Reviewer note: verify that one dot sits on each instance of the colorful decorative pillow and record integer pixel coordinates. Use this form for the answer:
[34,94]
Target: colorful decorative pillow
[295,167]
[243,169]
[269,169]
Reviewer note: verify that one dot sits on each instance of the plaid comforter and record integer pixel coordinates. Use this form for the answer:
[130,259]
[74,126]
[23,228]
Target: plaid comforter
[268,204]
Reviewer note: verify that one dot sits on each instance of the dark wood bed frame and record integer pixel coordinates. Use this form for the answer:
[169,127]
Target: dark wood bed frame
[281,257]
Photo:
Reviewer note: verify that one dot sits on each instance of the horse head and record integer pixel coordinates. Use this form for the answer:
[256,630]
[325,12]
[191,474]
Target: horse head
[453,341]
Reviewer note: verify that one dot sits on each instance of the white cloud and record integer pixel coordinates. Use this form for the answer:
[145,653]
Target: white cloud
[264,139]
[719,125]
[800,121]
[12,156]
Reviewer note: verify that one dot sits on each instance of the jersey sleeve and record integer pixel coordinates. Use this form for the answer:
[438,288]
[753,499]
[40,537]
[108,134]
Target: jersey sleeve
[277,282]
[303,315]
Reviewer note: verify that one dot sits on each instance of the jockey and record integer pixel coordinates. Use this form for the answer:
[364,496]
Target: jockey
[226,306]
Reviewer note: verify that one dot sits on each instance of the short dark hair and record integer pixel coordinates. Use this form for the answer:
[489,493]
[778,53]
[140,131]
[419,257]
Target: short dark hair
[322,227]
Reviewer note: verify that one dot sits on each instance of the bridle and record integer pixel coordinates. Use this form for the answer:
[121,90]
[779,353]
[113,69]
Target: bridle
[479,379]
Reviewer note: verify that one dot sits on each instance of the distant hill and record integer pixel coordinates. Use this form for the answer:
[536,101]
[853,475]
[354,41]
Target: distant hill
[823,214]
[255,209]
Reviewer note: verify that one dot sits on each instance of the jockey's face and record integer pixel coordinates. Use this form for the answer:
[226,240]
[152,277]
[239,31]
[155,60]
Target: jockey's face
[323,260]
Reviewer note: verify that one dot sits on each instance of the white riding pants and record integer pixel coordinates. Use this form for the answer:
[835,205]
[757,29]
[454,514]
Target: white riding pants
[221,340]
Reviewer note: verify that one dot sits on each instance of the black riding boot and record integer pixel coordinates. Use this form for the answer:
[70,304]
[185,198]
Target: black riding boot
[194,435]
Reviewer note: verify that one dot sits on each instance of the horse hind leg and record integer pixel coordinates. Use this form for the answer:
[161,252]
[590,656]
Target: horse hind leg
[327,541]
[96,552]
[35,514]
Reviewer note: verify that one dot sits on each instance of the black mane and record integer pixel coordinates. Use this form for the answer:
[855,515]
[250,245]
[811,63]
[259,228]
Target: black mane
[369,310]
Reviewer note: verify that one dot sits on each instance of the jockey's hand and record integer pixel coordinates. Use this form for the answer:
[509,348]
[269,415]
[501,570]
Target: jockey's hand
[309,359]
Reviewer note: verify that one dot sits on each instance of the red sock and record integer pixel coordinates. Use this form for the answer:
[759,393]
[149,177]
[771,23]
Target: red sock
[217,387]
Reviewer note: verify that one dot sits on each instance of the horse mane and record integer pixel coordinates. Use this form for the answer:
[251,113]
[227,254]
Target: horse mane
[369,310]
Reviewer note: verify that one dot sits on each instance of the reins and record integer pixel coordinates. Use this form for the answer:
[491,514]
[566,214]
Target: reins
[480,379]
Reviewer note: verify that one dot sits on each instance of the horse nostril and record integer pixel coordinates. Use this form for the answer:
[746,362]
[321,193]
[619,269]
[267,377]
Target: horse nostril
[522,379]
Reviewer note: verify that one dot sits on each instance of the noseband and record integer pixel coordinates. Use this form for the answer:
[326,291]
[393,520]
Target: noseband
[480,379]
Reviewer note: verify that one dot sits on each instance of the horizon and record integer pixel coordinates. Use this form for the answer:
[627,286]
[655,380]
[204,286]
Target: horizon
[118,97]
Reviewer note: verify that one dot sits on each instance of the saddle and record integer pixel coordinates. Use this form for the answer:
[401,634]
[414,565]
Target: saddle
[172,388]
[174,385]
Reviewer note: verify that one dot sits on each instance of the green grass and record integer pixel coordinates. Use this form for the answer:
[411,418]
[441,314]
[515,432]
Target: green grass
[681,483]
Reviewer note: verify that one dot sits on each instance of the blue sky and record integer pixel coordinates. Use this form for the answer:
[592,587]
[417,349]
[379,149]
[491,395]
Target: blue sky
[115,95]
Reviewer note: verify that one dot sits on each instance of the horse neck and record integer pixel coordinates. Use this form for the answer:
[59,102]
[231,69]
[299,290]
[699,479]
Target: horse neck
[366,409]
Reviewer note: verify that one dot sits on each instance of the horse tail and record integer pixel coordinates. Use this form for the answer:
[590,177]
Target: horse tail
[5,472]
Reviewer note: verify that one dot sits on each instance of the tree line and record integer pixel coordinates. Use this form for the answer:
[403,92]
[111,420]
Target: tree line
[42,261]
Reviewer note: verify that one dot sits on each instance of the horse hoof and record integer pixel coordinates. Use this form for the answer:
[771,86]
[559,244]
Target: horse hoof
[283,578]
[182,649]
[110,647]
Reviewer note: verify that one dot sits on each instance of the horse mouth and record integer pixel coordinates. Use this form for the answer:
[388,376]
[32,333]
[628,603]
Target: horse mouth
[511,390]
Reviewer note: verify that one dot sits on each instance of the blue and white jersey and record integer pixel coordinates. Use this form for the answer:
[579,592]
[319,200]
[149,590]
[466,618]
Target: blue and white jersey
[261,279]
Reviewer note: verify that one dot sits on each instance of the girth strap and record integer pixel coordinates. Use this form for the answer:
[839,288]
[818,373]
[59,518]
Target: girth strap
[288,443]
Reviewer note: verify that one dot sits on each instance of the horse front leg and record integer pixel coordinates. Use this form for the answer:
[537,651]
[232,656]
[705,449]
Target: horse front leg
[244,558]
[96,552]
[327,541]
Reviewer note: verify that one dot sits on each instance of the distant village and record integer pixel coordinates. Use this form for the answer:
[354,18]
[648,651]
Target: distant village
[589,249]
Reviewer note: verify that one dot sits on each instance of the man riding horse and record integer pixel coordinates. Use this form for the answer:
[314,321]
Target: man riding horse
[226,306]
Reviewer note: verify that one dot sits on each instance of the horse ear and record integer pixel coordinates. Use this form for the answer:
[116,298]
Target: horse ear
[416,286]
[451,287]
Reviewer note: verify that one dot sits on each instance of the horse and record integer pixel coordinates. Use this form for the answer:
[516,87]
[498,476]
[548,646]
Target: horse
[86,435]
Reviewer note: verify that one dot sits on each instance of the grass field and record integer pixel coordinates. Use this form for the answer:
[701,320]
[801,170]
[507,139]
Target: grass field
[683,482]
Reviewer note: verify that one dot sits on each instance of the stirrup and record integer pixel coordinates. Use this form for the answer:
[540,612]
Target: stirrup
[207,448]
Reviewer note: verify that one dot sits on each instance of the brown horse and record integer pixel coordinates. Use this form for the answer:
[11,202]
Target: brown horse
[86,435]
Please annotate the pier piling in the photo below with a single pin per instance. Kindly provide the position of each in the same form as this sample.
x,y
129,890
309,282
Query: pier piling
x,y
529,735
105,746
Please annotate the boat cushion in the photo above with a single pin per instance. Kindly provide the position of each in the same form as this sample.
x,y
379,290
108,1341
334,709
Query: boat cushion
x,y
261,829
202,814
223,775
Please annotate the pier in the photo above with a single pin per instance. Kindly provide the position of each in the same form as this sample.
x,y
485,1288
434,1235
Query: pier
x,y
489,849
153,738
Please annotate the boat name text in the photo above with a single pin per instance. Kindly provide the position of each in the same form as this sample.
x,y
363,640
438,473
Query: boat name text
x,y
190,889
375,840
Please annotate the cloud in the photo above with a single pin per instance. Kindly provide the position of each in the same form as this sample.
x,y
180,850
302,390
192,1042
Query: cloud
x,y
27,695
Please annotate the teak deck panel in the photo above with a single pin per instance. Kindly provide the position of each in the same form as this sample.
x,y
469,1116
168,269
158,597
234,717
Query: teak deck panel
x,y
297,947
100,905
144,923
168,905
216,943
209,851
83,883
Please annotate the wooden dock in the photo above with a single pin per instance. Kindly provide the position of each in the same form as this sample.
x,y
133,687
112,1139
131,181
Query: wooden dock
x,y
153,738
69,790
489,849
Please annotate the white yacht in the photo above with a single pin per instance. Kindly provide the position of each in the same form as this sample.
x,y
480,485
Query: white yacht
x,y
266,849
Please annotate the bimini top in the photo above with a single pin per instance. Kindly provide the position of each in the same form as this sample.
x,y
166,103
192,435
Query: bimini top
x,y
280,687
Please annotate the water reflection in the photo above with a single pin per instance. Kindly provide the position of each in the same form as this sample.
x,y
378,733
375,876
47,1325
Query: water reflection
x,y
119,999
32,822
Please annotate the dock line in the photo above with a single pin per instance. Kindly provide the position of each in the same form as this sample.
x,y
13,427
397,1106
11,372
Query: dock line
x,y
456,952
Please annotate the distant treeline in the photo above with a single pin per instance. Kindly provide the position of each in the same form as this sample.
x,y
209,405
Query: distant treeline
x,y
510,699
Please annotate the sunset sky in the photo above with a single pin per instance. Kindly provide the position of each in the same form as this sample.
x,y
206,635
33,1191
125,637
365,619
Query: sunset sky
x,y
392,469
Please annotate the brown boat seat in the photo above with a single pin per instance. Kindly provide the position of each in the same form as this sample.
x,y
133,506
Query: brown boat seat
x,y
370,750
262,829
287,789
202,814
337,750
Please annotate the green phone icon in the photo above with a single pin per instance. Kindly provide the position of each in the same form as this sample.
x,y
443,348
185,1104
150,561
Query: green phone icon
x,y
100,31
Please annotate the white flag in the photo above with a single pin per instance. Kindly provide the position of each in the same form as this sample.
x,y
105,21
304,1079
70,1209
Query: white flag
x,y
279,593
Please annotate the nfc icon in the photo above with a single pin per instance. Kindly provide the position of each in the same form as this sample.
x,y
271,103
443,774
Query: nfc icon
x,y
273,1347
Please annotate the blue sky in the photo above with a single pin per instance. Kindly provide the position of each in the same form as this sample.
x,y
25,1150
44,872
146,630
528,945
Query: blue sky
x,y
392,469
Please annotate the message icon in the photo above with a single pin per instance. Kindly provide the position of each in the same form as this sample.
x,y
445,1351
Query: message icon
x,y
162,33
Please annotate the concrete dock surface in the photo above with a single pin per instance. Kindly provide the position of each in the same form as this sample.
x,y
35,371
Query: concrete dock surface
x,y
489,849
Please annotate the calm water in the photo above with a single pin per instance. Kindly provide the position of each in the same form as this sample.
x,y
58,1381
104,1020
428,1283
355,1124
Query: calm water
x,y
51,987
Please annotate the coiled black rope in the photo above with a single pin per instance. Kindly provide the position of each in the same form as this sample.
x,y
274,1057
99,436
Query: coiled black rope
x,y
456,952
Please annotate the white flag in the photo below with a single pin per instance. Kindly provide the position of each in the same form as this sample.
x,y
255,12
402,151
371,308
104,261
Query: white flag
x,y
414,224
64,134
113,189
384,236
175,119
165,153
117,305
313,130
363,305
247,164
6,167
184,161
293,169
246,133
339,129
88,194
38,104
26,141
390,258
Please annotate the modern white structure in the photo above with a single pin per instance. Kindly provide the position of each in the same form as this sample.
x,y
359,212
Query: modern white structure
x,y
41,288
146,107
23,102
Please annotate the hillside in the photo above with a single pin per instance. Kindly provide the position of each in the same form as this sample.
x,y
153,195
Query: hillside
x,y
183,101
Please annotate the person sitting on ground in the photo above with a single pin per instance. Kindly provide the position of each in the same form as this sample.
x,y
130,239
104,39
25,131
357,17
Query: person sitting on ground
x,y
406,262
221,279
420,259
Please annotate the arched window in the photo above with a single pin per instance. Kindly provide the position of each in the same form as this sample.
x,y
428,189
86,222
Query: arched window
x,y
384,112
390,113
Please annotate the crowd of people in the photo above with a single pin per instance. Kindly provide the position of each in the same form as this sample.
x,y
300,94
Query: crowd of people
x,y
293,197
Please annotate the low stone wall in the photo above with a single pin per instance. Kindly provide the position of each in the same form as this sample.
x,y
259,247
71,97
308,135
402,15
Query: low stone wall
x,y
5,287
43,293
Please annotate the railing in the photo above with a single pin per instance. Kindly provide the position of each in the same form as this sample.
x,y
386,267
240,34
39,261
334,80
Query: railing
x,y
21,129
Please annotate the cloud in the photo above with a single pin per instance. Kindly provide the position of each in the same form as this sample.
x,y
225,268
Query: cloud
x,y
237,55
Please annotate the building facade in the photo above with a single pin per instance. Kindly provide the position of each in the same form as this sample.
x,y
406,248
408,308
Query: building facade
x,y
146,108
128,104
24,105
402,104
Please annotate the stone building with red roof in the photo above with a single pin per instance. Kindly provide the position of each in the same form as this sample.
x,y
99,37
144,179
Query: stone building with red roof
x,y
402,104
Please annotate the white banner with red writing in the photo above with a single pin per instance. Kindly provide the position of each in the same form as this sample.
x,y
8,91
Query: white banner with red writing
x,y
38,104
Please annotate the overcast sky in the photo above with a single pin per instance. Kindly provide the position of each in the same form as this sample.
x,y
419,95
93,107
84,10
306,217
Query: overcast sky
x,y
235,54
• • • • •
Activity: Show every line of the records above that contains the word "below".

Answer area:
Please annotate the pier piling in the photo below with a single pin per instance. Kindly provide the position of each in the same form as this sample.
Please annotate the white flag in the photo below with a single pin per instance. Kindly provide the position of each in the same form as this sample.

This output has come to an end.